# WORK REQUEST
Line count for the string "jacket": state how many lines in the records below hold it, giving only the number.

# DATA FOR PROCESSING
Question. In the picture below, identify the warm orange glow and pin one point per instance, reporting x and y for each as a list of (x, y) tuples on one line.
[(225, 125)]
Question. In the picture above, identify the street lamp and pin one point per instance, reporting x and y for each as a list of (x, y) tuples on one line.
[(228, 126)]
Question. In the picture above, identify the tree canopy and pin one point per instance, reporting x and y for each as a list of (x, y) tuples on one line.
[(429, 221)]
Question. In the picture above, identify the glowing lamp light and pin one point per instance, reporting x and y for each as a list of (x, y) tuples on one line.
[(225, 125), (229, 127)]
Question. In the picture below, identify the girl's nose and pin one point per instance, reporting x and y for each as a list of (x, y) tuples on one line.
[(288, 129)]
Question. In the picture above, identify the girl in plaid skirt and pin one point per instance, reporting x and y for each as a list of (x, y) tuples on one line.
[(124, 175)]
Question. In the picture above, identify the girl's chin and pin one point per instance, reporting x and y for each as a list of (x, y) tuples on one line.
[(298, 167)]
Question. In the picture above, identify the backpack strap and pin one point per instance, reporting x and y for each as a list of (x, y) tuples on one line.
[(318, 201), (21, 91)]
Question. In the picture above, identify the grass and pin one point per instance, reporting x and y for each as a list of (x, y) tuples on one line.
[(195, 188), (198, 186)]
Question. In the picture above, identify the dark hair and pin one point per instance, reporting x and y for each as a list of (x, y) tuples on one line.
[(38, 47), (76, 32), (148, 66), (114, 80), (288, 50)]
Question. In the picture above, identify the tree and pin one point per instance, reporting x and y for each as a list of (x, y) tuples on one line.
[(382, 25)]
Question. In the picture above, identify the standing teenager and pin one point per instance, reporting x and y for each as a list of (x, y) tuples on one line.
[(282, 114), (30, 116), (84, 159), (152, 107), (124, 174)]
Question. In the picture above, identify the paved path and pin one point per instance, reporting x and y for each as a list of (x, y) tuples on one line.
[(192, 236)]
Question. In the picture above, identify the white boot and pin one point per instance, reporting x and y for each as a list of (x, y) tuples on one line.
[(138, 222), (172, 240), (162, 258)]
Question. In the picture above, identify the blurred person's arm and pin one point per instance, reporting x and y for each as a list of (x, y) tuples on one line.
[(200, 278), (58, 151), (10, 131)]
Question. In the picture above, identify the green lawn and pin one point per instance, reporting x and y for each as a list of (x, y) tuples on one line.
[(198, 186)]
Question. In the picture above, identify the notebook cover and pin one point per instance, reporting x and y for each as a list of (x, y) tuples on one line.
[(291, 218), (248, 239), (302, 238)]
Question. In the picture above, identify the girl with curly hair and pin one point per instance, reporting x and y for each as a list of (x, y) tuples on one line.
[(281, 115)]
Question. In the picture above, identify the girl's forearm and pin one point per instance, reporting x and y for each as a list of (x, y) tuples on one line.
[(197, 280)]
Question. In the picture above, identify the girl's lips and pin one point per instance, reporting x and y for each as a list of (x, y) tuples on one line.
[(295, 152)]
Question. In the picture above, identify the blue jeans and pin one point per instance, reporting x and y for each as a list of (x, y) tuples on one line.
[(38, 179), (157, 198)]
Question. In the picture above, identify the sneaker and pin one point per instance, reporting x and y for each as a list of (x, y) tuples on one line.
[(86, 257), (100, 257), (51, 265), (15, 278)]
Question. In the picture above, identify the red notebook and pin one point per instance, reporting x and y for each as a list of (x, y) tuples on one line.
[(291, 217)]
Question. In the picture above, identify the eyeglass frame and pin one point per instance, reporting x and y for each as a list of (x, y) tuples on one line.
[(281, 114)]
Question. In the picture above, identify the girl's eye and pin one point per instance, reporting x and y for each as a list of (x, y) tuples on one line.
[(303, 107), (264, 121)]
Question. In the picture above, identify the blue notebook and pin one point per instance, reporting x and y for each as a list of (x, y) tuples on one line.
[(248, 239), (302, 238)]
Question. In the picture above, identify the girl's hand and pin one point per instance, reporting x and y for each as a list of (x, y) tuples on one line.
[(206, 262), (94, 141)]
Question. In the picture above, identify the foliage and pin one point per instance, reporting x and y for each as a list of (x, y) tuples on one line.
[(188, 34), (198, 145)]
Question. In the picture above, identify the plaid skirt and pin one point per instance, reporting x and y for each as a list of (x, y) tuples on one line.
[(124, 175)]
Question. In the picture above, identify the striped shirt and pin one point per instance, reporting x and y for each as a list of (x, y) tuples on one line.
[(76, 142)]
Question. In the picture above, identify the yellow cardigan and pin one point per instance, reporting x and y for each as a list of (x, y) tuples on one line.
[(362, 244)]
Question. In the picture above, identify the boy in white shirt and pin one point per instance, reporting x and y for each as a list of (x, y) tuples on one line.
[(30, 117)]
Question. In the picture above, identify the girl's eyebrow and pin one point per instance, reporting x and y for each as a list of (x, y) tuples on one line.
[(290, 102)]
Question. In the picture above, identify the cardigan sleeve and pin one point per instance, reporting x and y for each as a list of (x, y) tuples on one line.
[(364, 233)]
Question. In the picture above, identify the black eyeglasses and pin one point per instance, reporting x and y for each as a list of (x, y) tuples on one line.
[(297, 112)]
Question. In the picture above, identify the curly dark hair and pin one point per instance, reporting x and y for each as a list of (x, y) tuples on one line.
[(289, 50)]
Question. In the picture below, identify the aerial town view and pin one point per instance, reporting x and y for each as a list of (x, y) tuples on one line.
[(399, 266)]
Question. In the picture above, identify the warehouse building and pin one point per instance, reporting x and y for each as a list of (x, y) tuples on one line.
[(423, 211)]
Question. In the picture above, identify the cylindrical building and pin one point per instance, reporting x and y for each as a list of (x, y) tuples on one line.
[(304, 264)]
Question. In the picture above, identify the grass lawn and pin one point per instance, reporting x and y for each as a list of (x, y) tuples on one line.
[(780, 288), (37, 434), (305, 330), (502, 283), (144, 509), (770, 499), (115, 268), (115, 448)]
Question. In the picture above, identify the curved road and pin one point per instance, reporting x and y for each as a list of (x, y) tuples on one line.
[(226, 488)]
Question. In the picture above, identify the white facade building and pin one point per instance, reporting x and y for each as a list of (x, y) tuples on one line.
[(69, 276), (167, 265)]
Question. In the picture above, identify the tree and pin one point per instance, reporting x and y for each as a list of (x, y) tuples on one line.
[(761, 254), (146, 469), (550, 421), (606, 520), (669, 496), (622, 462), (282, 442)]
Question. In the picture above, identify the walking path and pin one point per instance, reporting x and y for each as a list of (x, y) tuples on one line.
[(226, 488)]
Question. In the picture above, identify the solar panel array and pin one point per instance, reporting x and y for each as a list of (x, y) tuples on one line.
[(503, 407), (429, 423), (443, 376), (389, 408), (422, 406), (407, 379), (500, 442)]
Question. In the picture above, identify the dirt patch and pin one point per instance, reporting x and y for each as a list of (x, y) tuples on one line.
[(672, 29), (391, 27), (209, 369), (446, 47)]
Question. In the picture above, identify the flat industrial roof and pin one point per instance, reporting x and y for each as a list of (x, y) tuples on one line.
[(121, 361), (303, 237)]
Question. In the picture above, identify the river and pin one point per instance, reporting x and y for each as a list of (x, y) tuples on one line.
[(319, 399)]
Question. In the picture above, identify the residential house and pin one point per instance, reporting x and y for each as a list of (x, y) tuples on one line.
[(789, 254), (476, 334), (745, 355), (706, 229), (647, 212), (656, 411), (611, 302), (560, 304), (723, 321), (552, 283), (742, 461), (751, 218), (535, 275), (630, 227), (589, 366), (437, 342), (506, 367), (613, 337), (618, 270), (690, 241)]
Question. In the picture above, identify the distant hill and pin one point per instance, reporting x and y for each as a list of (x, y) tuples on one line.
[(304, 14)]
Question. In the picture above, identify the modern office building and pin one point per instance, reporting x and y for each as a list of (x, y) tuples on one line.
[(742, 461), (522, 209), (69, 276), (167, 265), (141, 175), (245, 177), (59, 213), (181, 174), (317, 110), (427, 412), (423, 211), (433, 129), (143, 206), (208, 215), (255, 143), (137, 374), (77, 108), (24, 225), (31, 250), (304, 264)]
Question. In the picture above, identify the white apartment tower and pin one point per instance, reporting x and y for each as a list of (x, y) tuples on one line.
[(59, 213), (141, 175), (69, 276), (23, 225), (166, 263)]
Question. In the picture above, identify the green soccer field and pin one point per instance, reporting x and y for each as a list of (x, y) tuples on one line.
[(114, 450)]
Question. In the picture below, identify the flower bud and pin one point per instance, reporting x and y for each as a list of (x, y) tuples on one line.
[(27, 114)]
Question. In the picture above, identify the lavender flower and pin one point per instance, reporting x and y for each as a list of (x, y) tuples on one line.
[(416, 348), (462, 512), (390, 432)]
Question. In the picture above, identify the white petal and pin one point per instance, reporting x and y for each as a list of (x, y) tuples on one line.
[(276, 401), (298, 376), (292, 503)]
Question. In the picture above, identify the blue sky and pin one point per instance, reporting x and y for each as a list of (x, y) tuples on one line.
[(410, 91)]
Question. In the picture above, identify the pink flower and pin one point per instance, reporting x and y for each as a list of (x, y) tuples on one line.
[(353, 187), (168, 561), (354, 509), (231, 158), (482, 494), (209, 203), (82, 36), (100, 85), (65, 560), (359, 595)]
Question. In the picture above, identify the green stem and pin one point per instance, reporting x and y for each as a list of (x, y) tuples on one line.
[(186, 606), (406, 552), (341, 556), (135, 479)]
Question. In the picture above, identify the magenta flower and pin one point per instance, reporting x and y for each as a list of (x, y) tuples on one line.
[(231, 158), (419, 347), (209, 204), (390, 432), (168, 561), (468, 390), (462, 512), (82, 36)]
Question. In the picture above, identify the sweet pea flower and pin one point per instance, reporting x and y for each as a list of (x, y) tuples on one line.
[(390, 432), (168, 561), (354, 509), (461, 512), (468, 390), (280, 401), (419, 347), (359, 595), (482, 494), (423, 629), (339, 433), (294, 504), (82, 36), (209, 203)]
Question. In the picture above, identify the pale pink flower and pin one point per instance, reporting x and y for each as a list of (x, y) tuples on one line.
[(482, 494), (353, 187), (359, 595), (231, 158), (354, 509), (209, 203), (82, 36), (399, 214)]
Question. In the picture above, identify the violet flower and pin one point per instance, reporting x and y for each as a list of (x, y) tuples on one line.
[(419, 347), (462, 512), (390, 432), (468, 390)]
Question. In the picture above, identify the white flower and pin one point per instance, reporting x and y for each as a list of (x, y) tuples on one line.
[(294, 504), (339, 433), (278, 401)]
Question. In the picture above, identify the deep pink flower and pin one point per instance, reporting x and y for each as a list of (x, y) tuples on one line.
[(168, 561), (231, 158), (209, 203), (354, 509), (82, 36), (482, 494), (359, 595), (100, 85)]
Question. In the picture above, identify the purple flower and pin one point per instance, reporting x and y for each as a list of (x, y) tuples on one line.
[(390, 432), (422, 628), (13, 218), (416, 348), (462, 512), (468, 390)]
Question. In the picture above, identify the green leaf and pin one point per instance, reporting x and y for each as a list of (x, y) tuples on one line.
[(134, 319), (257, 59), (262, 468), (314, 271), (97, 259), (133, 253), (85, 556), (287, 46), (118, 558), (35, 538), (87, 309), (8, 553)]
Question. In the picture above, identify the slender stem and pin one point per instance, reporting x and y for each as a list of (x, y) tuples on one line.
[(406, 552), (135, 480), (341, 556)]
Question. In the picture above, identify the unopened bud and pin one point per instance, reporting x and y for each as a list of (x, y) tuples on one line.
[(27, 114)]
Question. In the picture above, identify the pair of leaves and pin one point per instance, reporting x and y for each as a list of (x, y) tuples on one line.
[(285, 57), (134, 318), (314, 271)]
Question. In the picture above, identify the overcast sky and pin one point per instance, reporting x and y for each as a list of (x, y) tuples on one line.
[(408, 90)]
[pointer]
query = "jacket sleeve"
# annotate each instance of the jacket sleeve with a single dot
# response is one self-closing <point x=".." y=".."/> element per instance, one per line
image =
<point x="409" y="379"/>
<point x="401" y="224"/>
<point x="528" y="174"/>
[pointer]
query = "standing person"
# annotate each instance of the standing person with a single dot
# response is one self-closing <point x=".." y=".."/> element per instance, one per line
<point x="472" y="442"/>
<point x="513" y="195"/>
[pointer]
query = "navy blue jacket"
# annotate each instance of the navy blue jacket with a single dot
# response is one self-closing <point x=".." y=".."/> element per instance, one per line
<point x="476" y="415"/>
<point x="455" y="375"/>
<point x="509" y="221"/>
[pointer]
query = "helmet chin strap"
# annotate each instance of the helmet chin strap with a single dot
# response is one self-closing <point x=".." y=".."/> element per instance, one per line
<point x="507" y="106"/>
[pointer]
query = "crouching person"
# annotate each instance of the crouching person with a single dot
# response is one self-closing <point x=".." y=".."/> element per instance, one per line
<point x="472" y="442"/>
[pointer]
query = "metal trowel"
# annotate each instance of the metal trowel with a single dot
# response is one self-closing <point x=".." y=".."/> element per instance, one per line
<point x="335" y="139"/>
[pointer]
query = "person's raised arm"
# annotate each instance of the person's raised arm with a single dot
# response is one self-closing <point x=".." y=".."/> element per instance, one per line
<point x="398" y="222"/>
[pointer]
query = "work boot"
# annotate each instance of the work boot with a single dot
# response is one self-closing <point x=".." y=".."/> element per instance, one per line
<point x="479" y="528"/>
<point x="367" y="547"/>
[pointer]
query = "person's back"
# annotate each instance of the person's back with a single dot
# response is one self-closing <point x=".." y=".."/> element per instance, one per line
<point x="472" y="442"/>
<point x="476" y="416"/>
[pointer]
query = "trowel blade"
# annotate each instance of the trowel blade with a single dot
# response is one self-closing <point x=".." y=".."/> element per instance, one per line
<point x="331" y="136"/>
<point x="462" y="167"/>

# EXERCISE SOLUTION
4